[START OF Selected passage]

The core problem is one of information flow. The cache needs to react to state changes in the database, but it's fundamentally disconnected from the database's internal transaction log. What if we could tap directly into that log? This is precisely the problem that Change Data Capture (CDC) solves.

This article details the architecture and implementation of a production-grade, proactive cache invalidation system using a CDC pipeline. We will build a system that listens directly to changes in a PostgreSQL database and intelligently updates a Redis cache in near real-time, ensuring high data consistency across a distributed system.

The Architecture: An Event-Driven Invalidation Pipeline

Our architecture is composed of several key components working in concert:

  • PostgreSQL (Source of Truth): The primary database. We leverage its logical replication feature, which provides a stream of data changes from the Write-Ahead Log (WAL).
  • Debezium (The CDC Engine): A Kafka Connect connector that taps into PostgreSQL's logical replication slot, converts raw WAL changes into structured events, and publishes them to Kafka.

[END OF Selected passage]

> Complete the following:
a - Reproduce the passage of the cache invalidation article starting with "This article details" and going on through "Write-Ahead Log (WAL).".
b - According to the cache invalidation article, where does Debezium publish the structured events it creates?
c - Continue the cache invalidation article from the point where it ends.
The listing has nothing to do with the cache invalidation article.

[START OF Dataset]

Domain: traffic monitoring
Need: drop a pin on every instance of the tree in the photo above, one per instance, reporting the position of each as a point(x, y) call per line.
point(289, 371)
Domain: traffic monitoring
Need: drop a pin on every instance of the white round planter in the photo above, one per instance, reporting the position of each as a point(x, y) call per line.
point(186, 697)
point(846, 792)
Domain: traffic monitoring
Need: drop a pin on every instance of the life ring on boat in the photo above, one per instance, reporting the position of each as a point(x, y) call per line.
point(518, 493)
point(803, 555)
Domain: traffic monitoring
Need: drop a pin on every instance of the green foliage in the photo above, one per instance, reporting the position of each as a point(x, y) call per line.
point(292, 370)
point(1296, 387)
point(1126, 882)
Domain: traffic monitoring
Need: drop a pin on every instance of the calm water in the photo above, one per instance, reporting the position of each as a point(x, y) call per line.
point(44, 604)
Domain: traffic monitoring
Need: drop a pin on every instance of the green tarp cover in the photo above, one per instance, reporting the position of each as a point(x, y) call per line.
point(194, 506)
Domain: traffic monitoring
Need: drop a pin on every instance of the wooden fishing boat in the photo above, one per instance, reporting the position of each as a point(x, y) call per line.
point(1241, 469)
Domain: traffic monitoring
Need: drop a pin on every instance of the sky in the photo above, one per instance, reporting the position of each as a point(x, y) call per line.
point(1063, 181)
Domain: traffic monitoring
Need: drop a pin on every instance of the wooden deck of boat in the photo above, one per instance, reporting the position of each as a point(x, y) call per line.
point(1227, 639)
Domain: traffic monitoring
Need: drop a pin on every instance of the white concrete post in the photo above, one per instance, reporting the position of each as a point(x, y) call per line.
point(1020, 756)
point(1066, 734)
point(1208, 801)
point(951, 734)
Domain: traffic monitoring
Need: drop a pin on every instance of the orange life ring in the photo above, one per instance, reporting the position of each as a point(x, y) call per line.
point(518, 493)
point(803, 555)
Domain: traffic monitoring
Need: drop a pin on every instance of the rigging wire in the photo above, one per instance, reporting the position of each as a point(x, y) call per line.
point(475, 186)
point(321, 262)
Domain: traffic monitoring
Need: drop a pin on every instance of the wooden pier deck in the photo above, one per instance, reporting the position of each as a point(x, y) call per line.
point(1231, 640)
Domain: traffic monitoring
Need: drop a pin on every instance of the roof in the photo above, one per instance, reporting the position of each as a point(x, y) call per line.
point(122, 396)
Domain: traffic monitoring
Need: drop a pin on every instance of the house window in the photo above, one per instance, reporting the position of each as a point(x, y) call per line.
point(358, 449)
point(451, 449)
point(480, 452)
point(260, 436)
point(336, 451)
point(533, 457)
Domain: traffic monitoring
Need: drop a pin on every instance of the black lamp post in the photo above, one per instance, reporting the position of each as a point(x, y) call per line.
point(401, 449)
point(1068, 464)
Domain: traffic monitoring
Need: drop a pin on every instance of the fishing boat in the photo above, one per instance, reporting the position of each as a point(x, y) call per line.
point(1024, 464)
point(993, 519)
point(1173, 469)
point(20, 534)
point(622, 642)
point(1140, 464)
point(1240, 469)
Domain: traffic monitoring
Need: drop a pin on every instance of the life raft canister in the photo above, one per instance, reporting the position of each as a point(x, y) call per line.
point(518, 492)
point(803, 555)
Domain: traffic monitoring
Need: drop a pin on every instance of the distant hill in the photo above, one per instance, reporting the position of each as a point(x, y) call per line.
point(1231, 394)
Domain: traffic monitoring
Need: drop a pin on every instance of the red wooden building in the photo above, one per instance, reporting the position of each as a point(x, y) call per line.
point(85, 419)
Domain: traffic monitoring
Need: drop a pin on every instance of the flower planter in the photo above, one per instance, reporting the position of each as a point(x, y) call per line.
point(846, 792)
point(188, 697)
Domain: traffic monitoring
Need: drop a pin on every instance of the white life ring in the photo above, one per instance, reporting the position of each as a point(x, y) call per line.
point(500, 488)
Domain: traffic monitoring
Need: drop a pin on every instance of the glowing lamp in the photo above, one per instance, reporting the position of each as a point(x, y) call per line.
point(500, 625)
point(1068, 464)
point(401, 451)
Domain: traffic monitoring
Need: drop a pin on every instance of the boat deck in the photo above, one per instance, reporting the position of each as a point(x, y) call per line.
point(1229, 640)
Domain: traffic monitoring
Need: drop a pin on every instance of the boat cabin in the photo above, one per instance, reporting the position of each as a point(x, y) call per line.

[END OF Dataset]

> Results for the exercise:
a -
This article details the architecture and implementation of a production-grade, proactive cache invalidation system using a CDC pipeline. We will build a system that listens directly to changes in a PostgreSQL database and intelligently updates a Redis cache in near real-time, ensuring high data consistency across a distributed system.

The Architecture: An Event-Driven Invalidation Pipeline

Our architecture is composed of several key components working in concert:

  • PostgreSQL (Source of Truth): The primary database. We leverage its logical replication feature, which provides a stream of data changes from the Write-Ahead Log (WAL).

b - Kafka

c -
  • Apache Kafka (The Event Backbone): A durable, scalable, and ordered message broker that decouples the database from the cache invalidation logic. It acts as a resilient buffer for change events.
  • Go Invalidation Service (The Consumer): A custom microservice that consumes the change events from Kafka, deserializes them, and applies the necessary logic to invalidate or update keys in Redis.
  • Redis (The Distributed Cache): The high-performance key-value store that our applications read from.
  • Here's a high-level view of the data flow:

    mermaid
    flowchart TD
        A[Client Application] --> B(PostgreSQL)
        B -- WAL --> C{Debezium Connector}
        C -- Change Events --> D[(Kafka Cluster)]
        D -- Consumes Events --> E[Go Invalidation Service]
        E -- INVAL/SET --> F(Redis Cache)
        G[Other Microservices] --> F
    
        subgraph Kafka Connect
            C
        end

    This event-driven, asynchronous pipeline ensures that the service managing the cache is completely decoupled from the service that owns the data. It reacts to the effect (a data change) rather than being commanded by the cause (an application write).

    Step 1: Configuring the Debezium PostgreSQL Connector

    Assuming you have a Kafka Connect cluster running, the first step is to configure and deploy the Debezium connector. This is done via the Kafka Connect REST API. The configuration is critical for performance, data consistency, and correctness.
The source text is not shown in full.